## PROBLEM DETAILS:
Every line from the line containing "Objective — one point on each instance of the ground" through the final line below is to be repeated exactly; no other line is.

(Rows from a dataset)
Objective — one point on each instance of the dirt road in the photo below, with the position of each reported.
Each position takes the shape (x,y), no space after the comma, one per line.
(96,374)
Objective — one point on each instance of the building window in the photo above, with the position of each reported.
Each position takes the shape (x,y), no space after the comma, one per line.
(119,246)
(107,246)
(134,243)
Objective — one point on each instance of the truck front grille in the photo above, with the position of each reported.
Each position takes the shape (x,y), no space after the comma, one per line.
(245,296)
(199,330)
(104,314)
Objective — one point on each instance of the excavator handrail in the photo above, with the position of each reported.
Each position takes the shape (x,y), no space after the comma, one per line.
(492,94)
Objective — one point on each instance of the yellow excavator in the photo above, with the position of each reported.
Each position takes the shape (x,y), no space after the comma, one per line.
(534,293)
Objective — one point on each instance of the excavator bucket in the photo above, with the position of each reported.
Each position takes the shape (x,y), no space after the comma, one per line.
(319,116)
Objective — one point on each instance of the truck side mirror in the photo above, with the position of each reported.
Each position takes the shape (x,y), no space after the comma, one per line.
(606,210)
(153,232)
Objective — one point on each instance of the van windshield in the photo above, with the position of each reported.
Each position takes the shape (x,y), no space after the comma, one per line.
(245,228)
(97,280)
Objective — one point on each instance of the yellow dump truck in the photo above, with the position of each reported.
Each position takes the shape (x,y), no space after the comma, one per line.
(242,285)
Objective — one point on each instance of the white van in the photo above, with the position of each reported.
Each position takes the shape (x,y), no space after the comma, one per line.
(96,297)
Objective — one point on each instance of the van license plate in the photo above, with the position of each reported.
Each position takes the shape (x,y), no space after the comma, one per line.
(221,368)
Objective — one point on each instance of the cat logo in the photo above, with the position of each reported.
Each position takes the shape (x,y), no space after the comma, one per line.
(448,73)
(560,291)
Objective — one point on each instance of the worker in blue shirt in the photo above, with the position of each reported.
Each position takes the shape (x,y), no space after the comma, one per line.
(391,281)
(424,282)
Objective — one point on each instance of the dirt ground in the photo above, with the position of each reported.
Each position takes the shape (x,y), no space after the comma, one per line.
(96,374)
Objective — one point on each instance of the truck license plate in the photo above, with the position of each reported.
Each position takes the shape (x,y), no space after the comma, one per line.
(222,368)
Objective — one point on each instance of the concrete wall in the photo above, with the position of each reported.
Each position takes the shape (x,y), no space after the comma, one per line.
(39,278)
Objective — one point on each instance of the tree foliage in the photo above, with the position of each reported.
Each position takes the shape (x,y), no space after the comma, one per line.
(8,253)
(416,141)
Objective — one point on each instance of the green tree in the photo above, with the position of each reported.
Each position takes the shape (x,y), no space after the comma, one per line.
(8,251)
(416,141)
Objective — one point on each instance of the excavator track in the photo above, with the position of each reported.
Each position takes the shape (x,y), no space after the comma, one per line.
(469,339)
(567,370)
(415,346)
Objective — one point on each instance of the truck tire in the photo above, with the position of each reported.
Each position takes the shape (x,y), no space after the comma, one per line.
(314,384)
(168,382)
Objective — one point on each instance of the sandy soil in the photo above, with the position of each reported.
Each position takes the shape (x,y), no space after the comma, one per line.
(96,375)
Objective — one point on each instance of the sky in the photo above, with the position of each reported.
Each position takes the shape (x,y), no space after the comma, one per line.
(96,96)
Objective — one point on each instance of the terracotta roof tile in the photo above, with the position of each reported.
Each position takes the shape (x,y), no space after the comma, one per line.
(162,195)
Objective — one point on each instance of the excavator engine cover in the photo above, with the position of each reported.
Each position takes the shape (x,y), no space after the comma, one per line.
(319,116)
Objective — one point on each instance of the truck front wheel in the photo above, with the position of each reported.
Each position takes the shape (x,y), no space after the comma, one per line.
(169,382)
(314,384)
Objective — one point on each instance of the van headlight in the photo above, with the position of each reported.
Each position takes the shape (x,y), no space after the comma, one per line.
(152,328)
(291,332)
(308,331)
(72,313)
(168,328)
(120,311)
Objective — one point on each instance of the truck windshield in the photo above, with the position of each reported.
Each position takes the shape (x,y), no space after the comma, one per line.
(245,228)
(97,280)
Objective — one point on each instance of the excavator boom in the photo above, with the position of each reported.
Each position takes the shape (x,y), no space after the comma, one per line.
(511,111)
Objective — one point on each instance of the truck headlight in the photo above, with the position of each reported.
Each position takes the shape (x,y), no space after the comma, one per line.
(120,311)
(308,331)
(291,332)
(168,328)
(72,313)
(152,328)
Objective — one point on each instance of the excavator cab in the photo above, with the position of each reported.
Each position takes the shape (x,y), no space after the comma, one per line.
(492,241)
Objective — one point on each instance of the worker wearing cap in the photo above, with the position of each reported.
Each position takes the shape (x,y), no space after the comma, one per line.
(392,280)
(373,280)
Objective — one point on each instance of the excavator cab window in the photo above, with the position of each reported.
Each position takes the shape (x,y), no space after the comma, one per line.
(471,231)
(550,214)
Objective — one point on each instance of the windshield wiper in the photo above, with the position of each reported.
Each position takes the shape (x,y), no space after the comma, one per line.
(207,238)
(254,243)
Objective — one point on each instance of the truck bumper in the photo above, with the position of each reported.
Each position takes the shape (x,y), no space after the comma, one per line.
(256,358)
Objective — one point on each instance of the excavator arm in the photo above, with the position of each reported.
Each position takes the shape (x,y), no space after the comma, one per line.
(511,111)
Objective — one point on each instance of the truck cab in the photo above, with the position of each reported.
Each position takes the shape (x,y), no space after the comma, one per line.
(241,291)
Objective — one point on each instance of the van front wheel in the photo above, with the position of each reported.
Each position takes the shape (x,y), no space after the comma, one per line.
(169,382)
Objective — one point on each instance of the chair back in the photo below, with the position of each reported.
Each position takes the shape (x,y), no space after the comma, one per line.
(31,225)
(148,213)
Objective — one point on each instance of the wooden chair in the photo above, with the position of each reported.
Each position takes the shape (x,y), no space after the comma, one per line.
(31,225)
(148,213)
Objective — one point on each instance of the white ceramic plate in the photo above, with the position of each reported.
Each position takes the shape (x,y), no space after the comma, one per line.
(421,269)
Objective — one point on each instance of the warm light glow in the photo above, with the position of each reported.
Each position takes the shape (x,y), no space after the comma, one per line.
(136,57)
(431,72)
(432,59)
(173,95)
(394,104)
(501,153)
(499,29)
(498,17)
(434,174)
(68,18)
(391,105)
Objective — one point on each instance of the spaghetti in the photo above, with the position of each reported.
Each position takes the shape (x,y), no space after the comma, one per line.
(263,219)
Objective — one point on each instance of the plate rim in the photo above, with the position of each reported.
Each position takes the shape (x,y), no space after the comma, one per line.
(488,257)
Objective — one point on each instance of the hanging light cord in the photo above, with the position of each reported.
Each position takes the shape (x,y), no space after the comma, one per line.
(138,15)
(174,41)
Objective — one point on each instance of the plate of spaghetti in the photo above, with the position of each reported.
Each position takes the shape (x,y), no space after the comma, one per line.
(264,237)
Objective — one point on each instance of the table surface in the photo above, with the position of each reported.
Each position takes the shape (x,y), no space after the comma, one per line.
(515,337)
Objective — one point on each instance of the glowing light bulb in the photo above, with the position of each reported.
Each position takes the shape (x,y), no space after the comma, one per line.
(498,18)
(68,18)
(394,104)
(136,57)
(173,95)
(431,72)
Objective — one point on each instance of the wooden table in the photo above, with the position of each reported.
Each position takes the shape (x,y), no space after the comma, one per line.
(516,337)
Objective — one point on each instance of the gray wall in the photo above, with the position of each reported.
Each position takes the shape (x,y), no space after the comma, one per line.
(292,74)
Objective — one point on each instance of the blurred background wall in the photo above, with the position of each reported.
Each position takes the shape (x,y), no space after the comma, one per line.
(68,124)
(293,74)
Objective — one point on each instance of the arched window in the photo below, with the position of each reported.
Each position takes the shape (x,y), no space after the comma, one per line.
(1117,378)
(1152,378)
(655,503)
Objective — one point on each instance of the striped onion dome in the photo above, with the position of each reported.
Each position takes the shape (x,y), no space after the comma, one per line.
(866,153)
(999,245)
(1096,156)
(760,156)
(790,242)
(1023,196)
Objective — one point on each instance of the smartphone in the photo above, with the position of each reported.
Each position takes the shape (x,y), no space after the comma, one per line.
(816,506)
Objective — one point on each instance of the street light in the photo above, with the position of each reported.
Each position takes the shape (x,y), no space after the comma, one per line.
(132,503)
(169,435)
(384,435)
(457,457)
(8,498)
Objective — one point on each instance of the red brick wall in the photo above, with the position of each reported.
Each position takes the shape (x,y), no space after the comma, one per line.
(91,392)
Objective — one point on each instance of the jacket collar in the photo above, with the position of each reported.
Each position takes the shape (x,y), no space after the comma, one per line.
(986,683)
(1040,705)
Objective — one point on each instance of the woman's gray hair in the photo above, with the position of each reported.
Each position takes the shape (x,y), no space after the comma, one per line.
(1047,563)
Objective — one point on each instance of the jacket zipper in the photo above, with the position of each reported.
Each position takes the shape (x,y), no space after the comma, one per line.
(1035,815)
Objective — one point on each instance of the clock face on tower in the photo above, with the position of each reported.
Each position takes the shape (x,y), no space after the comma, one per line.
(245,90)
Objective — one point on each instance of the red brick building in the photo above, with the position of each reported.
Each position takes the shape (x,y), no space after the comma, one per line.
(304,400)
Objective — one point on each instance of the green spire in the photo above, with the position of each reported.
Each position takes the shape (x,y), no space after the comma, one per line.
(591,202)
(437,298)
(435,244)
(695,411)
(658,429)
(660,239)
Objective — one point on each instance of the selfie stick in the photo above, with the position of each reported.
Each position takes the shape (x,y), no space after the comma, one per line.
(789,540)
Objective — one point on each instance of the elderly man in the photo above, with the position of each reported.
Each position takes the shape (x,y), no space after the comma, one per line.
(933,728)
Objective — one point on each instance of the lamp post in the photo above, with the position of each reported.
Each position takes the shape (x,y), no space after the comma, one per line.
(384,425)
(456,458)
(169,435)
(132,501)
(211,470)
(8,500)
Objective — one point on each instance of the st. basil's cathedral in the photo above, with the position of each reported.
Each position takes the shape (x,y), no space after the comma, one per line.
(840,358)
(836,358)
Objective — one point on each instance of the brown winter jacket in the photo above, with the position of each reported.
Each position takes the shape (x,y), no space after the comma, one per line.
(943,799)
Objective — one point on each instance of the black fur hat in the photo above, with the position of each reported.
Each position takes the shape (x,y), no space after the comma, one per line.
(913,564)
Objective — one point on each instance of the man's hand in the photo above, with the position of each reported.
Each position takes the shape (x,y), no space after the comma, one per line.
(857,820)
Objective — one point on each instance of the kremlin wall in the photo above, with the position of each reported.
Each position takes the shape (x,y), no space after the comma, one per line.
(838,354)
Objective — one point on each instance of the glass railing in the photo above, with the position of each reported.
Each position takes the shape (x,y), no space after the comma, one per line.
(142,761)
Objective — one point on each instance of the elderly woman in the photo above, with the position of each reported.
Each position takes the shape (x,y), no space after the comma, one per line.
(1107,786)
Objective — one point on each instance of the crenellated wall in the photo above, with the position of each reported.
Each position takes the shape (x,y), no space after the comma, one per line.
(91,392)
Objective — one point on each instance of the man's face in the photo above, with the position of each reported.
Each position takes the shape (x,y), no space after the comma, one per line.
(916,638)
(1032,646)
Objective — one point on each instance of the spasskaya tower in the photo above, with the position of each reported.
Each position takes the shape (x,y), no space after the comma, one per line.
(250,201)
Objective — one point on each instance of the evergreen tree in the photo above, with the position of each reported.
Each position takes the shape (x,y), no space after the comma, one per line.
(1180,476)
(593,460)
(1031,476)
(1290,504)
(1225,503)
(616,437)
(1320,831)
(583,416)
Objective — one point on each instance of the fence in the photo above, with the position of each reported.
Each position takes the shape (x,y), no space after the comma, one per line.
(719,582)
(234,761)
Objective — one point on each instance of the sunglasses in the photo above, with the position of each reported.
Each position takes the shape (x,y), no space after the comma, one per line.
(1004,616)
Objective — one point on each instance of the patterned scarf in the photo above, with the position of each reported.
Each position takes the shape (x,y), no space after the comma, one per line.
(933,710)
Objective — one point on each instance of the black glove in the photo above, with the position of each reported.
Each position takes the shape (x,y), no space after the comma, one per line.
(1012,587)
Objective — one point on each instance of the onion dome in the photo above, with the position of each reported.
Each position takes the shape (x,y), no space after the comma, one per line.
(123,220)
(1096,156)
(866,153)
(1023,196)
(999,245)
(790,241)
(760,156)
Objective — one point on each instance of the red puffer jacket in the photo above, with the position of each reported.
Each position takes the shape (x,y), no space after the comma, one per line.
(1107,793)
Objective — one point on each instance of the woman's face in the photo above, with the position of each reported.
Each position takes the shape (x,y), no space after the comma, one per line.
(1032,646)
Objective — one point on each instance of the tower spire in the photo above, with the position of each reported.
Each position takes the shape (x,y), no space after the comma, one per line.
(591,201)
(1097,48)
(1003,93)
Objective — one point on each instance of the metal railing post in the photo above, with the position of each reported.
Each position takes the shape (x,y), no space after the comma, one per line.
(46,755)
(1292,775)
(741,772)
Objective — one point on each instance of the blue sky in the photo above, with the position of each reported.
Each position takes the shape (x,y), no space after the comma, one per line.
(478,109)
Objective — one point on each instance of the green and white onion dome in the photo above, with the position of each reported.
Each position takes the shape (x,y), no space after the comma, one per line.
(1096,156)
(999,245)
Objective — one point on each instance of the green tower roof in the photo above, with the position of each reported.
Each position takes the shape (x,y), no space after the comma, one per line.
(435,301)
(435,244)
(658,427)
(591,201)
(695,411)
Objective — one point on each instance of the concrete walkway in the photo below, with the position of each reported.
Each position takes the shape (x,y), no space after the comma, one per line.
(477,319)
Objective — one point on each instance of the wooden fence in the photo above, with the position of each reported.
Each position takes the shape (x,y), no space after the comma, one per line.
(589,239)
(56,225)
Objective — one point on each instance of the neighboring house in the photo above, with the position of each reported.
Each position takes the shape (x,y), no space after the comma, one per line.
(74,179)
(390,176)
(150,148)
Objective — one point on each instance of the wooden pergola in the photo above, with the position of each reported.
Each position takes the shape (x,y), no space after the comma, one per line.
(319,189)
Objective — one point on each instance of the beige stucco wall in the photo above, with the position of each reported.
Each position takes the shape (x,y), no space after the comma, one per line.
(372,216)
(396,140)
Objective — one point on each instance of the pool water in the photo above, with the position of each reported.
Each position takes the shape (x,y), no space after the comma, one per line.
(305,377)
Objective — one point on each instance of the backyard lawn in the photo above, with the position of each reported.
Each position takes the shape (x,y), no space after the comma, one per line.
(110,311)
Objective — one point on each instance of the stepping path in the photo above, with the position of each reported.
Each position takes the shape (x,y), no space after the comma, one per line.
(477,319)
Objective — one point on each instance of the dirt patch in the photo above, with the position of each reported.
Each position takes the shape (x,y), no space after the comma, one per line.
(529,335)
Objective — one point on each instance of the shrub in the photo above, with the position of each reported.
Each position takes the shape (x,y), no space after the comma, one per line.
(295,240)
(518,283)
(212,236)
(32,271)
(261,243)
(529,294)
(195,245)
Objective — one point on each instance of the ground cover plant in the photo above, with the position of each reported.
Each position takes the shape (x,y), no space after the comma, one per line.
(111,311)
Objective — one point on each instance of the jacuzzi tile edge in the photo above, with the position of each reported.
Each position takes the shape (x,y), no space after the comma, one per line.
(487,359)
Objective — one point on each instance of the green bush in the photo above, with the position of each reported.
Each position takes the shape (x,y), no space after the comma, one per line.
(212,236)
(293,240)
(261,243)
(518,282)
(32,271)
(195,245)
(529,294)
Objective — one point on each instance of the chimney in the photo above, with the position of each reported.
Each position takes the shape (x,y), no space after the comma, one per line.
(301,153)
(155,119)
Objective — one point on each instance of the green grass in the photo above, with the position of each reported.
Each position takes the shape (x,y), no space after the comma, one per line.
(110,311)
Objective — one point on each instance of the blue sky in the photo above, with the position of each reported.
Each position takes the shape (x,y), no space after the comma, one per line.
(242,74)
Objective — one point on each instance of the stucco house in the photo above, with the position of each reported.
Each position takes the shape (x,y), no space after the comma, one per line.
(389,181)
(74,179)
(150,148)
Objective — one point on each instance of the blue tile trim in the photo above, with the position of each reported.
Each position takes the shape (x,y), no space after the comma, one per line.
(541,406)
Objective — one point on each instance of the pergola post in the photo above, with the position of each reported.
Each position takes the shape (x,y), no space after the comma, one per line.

## ANSWER IN FULL:
Objective — one point on each instance of the ground cover plant in the photo above, with the position of each reported.
Each position takes the shape (x,y), no space after the comma, one per line.
(111,311)
Objective — one point on each instance of the jacuzzi tile edge in the photo above, with the position of each reported.
Each position takes the shape (x,y), no space after the comma, one per line.
(487,359)
Objective — one point on each instance of the green bush in the photo above, with the position of each reported.
Each position takes the shape (x,y), no space after the comma, one per line.
(212,236)
(293,240)
(261,243)
(518,282)
(32,271)
(195,245)
(529,294)
Objective — one point on each instance of the chimney in the photo above, with the position of each reported.
Each position takes the shape (x,y), no space after the comma, one per line.
(301,153)
(155,119)
Objective — one point on each instance of the green grass in the photo above, with the position of each reported.
Each position takes the shape (x,y), no space after the comma, one per line.
(110,311)
Objective — one point on each instance of the blue sky in the photo above, with the position of each reported.
Each position takes the shape (x,y), no space after the comma, one per line.
(242,74)
Objective — one point on each instance of the stucco house in the photo above, with the position of each reported.
Each position takes the shape (x,y), no space after the comma, one per line.
(389,181)
(74,179)
(150,148)
Objective — one point on each instance of the blue tile trim in the photo above, with the position of each reported.
Each position takes the shape (x,y), no space after the comma, one per line.
(541,406)
Objective — one point on each instance of the pergola post in the photo above, with the position of each reported.
Each position takes the shape (x,y), no space after the comma, one per line.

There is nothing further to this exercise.